■ DATA EXCERPTS

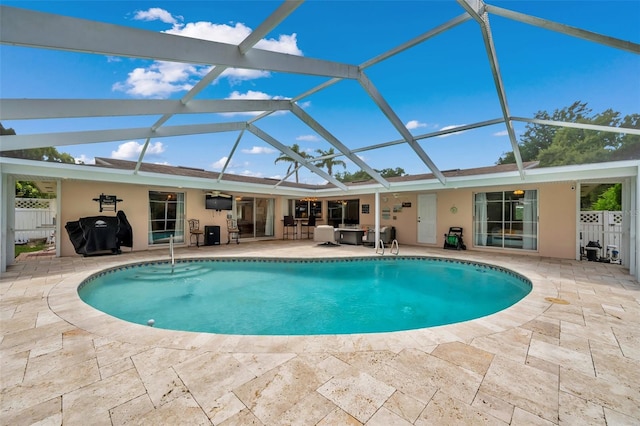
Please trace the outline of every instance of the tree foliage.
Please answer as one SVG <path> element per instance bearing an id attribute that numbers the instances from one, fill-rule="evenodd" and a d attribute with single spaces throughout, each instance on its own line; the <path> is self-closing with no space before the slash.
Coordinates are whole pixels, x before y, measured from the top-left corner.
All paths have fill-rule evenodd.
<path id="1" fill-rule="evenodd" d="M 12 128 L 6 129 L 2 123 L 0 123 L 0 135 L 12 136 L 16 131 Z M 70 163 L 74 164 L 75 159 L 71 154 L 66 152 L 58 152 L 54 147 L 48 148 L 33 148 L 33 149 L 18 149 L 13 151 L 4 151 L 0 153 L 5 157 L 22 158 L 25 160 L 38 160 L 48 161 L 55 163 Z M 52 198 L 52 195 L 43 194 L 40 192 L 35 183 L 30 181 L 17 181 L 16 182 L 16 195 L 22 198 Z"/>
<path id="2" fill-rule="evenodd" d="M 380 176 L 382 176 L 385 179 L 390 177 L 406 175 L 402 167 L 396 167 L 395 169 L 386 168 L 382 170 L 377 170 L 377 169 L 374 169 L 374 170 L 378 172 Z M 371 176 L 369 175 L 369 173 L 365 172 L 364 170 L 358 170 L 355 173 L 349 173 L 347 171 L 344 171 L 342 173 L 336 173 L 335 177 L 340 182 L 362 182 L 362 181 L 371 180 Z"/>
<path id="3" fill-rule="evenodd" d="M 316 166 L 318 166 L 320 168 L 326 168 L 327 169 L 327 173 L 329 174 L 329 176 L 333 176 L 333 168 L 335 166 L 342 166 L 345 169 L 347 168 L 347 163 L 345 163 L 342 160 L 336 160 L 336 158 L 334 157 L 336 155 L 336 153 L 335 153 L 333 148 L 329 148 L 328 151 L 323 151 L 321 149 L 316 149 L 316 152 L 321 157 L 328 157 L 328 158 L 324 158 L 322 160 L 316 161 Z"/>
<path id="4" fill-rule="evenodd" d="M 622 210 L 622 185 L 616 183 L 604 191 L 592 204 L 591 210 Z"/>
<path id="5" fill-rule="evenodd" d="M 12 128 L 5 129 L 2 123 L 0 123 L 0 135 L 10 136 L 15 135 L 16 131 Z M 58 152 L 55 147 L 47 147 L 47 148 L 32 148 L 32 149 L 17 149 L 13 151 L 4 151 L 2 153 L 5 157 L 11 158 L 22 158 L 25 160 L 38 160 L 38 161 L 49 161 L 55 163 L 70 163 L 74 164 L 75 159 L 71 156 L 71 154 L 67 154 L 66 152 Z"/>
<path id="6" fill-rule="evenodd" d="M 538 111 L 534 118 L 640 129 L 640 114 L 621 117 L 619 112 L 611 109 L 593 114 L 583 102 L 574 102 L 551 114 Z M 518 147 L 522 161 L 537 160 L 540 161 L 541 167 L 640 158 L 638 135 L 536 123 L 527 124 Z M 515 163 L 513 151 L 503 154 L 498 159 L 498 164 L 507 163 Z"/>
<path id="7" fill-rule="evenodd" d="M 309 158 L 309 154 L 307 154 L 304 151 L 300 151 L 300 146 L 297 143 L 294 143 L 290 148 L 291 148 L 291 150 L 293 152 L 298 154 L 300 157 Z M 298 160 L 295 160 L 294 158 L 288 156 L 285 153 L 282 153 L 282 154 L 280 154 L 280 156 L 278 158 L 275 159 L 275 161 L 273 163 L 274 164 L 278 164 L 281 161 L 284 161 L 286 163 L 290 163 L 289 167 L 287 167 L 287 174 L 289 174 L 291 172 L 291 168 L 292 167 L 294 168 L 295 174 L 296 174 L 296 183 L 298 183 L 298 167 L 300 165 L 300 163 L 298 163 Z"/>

--

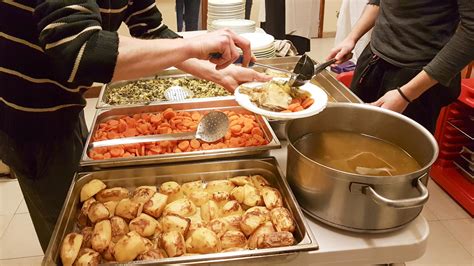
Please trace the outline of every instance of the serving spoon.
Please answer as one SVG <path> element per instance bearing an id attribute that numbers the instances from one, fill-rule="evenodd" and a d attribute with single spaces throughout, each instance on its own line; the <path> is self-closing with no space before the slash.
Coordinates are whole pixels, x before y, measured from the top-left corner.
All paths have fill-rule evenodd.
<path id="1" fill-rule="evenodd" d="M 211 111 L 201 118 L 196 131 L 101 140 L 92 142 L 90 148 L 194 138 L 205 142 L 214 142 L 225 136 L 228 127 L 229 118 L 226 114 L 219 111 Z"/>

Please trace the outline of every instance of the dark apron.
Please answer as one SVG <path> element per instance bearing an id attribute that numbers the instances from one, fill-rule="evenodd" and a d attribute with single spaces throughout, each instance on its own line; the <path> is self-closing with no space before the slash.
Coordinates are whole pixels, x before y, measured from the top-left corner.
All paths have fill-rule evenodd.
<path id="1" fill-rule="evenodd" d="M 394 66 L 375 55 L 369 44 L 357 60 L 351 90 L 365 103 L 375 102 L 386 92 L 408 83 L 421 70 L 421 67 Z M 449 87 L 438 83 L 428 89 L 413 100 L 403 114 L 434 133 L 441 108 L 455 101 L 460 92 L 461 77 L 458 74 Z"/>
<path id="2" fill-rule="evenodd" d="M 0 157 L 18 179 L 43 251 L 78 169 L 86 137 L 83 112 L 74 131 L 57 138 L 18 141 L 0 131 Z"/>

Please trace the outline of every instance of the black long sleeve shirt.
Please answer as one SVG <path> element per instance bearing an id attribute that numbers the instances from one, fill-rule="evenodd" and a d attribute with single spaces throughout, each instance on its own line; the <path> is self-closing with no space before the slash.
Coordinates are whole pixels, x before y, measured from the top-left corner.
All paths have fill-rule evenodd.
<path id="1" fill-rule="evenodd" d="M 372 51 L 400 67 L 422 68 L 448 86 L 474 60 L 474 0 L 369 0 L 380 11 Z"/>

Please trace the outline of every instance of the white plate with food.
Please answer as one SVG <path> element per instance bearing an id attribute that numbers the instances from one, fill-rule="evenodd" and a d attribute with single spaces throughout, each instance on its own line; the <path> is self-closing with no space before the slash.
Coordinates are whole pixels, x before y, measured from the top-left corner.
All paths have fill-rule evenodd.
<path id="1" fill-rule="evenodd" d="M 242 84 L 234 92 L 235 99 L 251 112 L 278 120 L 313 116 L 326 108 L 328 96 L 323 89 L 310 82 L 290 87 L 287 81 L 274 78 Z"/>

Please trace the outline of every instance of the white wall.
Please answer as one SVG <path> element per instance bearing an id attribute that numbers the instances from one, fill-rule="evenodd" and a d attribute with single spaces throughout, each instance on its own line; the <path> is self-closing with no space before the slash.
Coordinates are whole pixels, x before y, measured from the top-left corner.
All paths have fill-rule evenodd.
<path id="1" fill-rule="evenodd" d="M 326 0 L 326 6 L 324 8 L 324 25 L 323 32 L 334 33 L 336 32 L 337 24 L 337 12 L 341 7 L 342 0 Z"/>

...

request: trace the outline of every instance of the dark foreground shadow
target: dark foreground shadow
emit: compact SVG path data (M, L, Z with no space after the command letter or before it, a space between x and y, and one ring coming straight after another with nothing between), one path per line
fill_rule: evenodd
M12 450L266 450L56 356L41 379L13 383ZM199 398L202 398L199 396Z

■ TASK DETAILS
Find the number of lines in the records that contain "outline", and write that number only.

■ ANSWER TO THE EXERCISE
7